* REQUEST 1 *
According to the thread, what does Neon want to use the binaries without acquiring?

* * * *

Open dherman opened 8 years ago
/cc @KenanSulayman
This has a lot of overlap with needs in the greater Rust community. I'm just going to braindump some stuff real quick.
Rust also has a need to deploy binary versions of crates via Cargo to speed up builds. The most recent motivator for this is the creation of a "Rust Platform metapackage", which combines multiple commonly-used crates into a single bundle and makes them accessible seamlessly as though they were part of the standard library. To do this we would expect to be able to securely publish precompiled crates to crates.io. It doesn't look like this exact formulation will come to pass in any near-term timeframe, but there are other reasons for cargo to want this. More generally it would just be nice to accelerate builds by having binaries available in the most common configurations. There are a lot of concerns to a workable design, especially regarding security, and no particular movement on this presently, so it's not clear if Neon could leverage anything upstream for doing binary deployment, but this is a good use case to consider, and a potential motivator for at least syncing up on a compatible direction. It may not make sense for Neon to do its own thing here from scratch because it will need to solve approximately the same security problems as Cargo would, but maybe there are existing systems it could leverage (e.g. if node's publishing mechanisms already provide signature validation).
One significant problem with publishing binaries is dealing with all the potential hardware configurations users might have: describing that configuration; building that configuration; determining which configuration is compatible for any user's build. These are all pressing issues for Rust too, and there are no complete solutions, but we probably need to align on them. In Rust we care about this because: there are some compile-time options that affect the behavior of the entire crate dag and which libraries are compatible to link to (allocator and unwinder implementation, cpu features); selection of some such features may be incompatible with the available standard library and force it to be recompiled.
Some links on this topic (that are probably going to be difficult to digest without context):
-C target-feature
) will influence Cargo's notion of a "target configuration", and would affect how Neon needs to think of architecture compatibility.For Neon this may not be a huge concern - you may just settle on maximally-compatible conservative configurations, and punt on the complexities; but considering that Neon is trying to make JS go fast, ultimately it's probably going to want to e.g. turn on the most aggressive CPU features when it can.
For binary deployments Neon has concerns that are unique beyond Rust's; most obviously that Neon wants to use these binaries without acquiring the Rust toolchain. In the Rust world this would probably mean supporting binary deployments of "staticlibs" or "cdylibs" and publishing them to a location and with a security scheme that is easy to manage without cargo.
When looking for synergies with Cargo binary publication and Neon binary publication one also has to consider that Cargo only publishes binaries for crates registered with crates.io. It's not obvious to me that Neon libraries would want to do that, in which case there is less overlap with a Cargo solution, or which may influence a Cargo solution to be more flexible.

* * * *

* REQUEST 2 *
Please reproduce the rows below, starting at the line that contains "For each instance of the bamboo" and ending at the line that contains "(1203, 148)", keeping each request line and adding 64 to every number in the answer coordinates.

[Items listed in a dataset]
* * * *

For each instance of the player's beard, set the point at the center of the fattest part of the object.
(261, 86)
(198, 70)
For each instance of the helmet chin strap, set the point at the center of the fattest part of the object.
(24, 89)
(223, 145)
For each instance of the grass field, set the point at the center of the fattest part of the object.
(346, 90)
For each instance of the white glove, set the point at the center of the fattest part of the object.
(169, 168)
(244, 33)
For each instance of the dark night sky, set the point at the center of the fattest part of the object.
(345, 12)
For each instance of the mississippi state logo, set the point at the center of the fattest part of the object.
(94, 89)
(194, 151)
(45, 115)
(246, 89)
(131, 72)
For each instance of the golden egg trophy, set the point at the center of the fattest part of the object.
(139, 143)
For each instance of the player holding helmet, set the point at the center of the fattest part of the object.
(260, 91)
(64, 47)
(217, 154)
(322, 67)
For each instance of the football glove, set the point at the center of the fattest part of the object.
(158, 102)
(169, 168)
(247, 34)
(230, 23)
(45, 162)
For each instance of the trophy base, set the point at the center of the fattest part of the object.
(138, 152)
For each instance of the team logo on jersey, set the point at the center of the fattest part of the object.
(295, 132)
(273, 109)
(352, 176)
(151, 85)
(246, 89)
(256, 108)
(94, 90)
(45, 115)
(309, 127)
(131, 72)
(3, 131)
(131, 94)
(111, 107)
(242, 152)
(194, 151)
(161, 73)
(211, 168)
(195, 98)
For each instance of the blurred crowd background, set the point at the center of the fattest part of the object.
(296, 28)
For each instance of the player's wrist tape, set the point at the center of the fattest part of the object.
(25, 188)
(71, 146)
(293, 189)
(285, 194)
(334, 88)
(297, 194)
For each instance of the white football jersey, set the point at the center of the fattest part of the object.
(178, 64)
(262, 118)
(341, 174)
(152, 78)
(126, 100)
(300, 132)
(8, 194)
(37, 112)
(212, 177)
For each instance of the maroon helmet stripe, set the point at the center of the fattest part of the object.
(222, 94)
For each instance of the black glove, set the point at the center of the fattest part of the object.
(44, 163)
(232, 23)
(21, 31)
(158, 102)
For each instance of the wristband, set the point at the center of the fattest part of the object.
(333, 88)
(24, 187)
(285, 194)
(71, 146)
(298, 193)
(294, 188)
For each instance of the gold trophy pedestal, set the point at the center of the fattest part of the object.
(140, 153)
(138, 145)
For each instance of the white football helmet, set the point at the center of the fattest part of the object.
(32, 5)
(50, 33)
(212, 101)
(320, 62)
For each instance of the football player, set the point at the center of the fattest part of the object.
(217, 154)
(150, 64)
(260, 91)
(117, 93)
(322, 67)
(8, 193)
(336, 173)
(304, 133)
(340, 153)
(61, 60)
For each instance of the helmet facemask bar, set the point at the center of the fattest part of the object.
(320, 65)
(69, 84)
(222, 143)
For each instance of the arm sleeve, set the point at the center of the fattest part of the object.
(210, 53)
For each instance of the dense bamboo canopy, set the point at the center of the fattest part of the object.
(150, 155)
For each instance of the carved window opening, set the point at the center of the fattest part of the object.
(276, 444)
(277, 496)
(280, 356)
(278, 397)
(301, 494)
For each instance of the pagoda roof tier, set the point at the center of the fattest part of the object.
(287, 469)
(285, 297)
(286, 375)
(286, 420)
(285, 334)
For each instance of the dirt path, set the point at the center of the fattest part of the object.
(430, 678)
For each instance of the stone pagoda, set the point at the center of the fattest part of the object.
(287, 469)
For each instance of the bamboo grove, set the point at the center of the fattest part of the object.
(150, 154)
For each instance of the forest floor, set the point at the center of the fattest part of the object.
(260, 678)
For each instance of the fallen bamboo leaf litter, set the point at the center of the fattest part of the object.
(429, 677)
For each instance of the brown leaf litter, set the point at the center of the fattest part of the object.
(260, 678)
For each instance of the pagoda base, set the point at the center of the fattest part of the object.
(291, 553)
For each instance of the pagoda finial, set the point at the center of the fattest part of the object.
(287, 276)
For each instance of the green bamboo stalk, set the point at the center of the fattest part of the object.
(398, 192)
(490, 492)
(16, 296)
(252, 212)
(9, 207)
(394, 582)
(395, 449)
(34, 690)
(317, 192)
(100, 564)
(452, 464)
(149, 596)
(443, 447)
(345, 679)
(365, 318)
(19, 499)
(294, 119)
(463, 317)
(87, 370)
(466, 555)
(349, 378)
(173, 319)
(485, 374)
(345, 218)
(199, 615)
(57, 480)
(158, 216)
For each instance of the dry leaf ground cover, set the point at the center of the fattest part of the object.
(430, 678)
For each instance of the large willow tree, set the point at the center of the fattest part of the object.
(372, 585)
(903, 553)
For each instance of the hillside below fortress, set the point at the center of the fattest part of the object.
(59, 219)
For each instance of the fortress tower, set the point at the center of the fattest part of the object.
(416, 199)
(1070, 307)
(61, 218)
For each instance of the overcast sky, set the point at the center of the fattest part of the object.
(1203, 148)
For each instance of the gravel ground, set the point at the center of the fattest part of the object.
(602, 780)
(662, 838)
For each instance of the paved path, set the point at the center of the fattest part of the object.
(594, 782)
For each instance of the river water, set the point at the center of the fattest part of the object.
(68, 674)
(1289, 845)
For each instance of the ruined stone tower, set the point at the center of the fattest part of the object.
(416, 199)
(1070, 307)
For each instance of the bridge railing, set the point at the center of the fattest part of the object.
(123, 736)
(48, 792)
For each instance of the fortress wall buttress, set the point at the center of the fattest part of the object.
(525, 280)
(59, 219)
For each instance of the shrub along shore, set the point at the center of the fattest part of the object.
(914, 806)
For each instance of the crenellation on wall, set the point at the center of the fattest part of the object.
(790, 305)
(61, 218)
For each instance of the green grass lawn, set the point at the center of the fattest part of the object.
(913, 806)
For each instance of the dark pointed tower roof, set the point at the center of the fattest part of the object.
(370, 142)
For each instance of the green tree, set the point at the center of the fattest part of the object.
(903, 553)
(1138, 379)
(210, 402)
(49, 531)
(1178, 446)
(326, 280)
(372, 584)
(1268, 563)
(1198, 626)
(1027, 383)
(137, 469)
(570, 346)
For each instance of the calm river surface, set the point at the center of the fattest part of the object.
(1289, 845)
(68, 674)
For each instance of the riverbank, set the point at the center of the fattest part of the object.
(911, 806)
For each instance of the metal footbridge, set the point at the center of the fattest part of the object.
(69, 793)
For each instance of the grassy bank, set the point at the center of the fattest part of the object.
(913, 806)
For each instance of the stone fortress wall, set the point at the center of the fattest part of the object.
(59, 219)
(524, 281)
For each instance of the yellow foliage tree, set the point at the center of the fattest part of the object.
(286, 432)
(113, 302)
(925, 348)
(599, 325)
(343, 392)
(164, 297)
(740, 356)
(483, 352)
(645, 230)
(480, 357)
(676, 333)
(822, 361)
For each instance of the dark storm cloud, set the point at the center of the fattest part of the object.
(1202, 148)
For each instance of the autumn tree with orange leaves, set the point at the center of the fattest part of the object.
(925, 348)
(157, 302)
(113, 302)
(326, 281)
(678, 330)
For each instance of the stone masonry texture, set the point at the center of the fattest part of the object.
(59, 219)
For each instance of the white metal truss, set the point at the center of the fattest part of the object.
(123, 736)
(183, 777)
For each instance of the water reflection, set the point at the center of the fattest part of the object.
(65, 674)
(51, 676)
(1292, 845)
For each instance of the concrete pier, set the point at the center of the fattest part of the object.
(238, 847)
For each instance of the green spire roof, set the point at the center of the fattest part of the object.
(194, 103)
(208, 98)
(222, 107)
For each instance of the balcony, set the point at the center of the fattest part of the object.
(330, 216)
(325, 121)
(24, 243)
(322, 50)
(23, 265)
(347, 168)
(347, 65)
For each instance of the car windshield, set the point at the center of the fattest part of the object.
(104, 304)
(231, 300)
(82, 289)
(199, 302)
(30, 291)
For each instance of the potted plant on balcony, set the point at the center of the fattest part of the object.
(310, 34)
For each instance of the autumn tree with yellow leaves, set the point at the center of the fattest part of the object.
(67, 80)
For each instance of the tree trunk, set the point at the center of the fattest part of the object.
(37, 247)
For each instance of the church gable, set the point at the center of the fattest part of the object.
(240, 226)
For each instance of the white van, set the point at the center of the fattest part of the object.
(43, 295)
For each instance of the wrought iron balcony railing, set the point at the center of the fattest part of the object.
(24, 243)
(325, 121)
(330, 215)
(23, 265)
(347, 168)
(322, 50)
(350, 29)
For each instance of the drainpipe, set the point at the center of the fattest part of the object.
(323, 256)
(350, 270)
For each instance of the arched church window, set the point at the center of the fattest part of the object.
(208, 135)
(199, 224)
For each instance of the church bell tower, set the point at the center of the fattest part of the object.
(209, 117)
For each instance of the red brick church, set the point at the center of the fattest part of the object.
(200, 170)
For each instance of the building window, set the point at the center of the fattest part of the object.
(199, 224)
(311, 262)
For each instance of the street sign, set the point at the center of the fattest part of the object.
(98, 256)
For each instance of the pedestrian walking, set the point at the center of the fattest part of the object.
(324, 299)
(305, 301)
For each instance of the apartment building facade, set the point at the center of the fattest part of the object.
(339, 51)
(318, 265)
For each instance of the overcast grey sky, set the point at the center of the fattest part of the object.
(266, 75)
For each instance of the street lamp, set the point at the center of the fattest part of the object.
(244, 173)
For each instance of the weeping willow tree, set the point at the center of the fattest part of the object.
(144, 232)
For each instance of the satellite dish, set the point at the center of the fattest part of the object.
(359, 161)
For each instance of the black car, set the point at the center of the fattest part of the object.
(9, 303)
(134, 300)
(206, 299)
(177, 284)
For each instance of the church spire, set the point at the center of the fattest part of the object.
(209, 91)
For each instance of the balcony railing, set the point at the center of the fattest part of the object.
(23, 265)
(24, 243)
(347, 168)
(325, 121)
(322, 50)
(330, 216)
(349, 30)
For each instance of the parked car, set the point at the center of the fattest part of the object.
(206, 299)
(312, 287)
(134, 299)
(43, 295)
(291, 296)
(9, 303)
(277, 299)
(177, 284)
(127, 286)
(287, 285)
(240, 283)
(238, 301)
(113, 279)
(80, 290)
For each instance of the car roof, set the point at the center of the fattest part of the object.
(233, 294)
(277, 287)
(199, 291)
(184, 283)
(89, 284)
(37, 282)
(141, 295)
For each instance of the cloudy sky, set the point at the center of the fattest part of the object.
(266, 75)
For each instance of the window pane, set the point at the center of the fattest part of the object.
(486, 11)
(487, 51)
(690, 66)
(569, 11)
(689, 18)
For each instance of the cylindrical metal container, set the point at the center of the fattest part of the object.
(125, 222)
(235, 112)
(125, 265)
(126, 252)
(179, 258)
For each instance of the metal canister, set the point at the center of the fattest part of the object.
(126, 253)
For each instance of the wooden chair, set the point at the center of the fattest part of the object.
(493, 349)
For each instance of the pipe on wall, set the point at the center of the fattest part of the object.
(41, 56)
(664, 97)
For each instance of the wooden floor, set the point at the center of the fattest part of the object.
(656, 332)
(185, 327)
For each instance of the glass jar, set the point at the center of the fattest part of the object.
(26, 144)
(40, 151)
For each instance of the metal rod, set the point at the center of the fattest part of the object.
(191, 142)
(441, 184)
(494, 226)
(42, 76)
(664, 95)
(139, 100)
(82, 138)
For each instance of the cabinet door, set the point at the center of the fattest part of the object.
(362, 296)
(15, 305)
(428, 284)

* * * *

* EXPECTED OUTPUT 1 *
The Rust toolchain.

* EXPECTED OUTPUT 2 *
For each instance of the bamboo grove, set the point at the center of the fattest part of the object.
(214, 218)
For each instance of the forest floor, set the point at the center of the fattest part of the object.
(324, 742)
For each instance of the fallen bamboo leaf litter, set the point at the center of the fattest part of the object.
(493, 741)
For each instance of the brown leaf litter, set the point at the center of the fattest part of the object.
(324, 742)
For each instance of the pagoda base, set the point at the center of the fattest part of the object.
(355, 617)
For each instance of the pagoda finial, set the point at the center of the fattest part of the object.
(351, 340)
For each instance of the green bamboo stalk, set the point at the center of the fattest part of the object.
(462, 256)
(554, 556)
(80, 360)
(316, 276)
(73, 271)
(458, 646)
(459, 513)
(98, 754)
(381, 256)
(164, 628)
(516, 528)
(213, 660)
(507, 511)
(409, 743)
(429, 382)
(83, 563)
(358, 183)
(527, 381)
(151, 434)
(530, 619)
(413, 442)
(237, 383)
(549, 438)
(409, 282)
(263, 679)
(121, 544)
(222, 280)
For each instance of the dry leaf ground cover, set the point at the center of the fattest part of the object.
(494, 742)
For each instance of the large willow tree, set the point at the center of the fattest part of the object.
(436, 649)
(967, 617)
For each instance of the hillside below fortress, set the point at the center of the fattest part of the object.
(123, 283)
For each instance of the fortress tower, set the point at the center of the fattest part of the object.
(480, 263)
(1134, 371)
(125, 282)
For each instance of the overcast sky, set the point at the center of the fattest part of the object.
(1267, 212)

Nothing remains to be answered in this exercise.